WHAT IS NEEDED:
Can you give every line of the records below as a Markdown table with the columns "No." and "Line", numbering the rows and leaving out blank lines?

Collection entries:
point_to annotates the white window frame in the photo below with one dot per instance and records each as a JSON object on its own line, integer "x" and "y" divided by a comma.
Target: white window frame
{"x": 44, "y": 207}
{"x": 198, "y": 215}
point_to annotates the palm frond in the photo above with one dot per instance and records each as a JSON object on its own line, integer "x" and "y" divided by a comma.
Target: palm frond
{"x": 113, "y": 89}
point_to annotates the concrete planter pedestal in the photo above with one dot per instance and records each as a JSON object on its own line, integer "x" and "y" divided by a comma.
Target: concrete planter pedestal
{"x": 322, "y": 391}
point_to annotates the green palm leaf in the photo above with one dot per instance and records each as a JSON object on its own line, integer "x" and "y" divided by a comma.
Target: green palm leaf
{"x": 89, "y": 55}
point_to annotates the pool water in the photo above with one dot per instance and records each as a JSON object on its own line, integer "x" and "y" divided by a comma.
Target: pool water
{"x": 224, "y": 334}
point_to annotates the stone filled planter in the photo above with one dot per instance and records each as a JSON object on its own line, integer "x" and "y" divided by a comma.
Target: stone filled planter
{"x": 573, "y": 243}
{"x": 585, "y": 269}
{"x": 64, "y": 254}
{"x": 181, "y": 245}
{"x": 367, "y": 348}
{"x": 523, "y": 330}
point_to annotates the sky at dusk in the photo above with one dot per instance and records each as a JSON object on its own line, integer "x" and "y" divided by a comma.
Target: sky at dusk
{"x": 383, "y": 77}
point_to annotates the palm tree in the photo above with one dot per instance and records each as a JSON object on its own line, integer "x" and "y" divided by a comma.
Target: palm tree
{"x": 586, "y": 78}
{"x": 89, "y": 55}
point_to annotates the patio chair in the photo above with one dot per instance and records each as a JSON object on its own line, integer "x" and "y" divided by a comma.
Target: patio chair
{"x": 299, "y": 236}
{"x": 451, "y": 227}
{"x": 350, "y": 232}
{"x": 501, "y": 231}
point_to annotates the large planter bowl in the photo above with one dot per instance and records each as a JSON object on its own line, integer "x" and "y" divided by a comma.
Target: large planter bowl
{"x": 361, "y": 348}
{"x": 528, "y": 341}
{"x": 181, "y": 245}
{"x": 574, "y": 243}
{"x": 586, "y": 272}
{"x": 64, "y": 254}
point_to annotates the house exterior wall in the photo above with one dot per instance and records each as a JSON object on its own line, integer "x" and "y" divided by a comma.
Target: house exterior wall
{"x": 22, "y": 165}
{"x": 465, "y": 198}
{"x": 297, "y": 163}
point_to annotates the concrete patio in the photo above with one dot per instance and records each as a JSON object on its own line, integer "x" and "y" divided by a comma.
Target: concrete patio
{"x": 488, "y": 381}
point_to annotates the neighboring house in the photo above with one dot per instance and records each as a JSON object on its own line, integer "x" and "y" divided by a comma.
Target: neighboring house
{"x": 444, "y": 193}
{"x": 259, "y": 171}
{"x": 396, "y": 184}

RESPONSE TO THIS EXERCISE:
| No. | Line |
|---|---|
| 1 | point_to annotates the white window frame in the photo below with one dot per instance and records each as a JSON object on its own line, integer "x" and "y" divided by a comma. |
| 2 | Target: white window frame |
| 3 | {"x": 44, "y": 207} |
| 4 | {"x": 198, "y": 215} |
| 5 | point_to annotates the palm frond in the photo above with one dot per instance and records each as a JSON object on its own line, integer "x" and "y" divided by a comma. |
| 6 | Target: palm frond |
| 7 | {"x": 113, "y": 89} |
| 8 | point_to annotates the concrete planter pedestal in the photo above with one dot per instance and records each as a JSON object on its own line, integer "x" and "y" divided by a comma. |
| 9 | Target: concrete planter pedestal |
| 10 | {"x": 322, "y": 391} |
| 11 | point_to annotates the green palm leaf in the photo above with one dot per instance and records each as a JSON object on its own line, integer "x" and "y" divided by a comma. |
| 12 | Target: green palm leaf |
| 13 | {"x": 89, "y": 55} |
| 14 | point_to annotates the pool water in the photo above with one dot per instance and records each as a JSON object on its own line, integer "x" and "y" divided by a comma. |
| 15 | Target: pool water |
| 16 | {"x": 224, "y": 334} |
| 17 | point_to annotates the stone filled planter in the photo above with one dot per instance and records each as a JSON object on its own line, integer "x" and "y" divided by a comma. |
| 18 | Target: stone filled planter |
| 19 | {"x": 573, "y": 243} |
| 20 | {"x": 585, "y": 269} |
| 21 | {"x": 64, "y": 254} |
| 22 | {"x": 181, "y": 245} |
| 23 | {"x": 367, "y": 348} |
| 24 | {"x": 523, "y": 330} |
| 25 | point_to annotates the sky at dusk in the photo above with one dot per instance and records each as a JSON object on its own line, integer "x" and "y" divided by a comma. |
| 26 | Target: sky at dusk |
| 27 | {"x": 383, "y": 77} |
| 28 | point_to annotates the palm tree in the photo above with one dot per instance and records each as a JSON object on its own line, integer "x" and "y" divided by a comma. |
| 29 | Target: palm tree |
| 30 | {"x": 586, "y": 78} |
| 31 | {"x": 89, "y": 55} |
| 32 | point_to annotates the patio chair in the photo above with one dot per instance and records each as a JSON object on its own line, integer "x" and "y" divided by a comma. |
| 33 | Target: patio chair |
| 34 | {"x": 299, "y": 236} |
| 35 | {"x": 451, "y": 227} |
| 36 | {"x": 350, "y": 232} |
| 37 | {"x": 501, "y": 231} |
| 38 | point_to annotates the large planter bowl in the photo above with one dot per instance and records each as a JSON object on its own line, integer "x" and "y" divided by a comma. |
| 39 | Target: large planter bowl |
| 40 | {"x": 361, "y": 348} |
| 41 | {"x": 528, "y": 341} |
| 42 | {"x": 181, "y": 245} |
| 43 | {"x": 574, "y": 243} |
| 44 | {"x": 586, "y": 272} |
| 45 | {"x": 64, "y": 254} |
| 46 | point_to annotates the house exterior wall in the photo above with one dot per instance and records each as a JSON object on its own line, integer "x" and "y" divided by a comma. |
| 47 | Target: house exterior wall |
| 48 | {"x": 22, "y": 165} |
| 49 | {"x": 465, "y": 198} |
| 50 | {"x": 297, "y": 163} |
| 51 | point_to annotates the concrete patio in the photo above with one dot per instance and records each as a JSON object on its own line, integer "x" and "y" divided by a comma. |
| 52 | Target: concrete patio |
| 53 | {"x": 488, "y": 381} |
| 54 | point_to annotates the neighboring house in the photo above with one dot per instance and records each as a JSON object on its own line, integer "x" and "y" divided by a comma. |
| 55 | Target: neighboring house |
| 56 | {"x": 444, "y": 193} |
| 57 | {"x": 259, "y": 171} |
| 58 | {"x": 396, "y": 184} |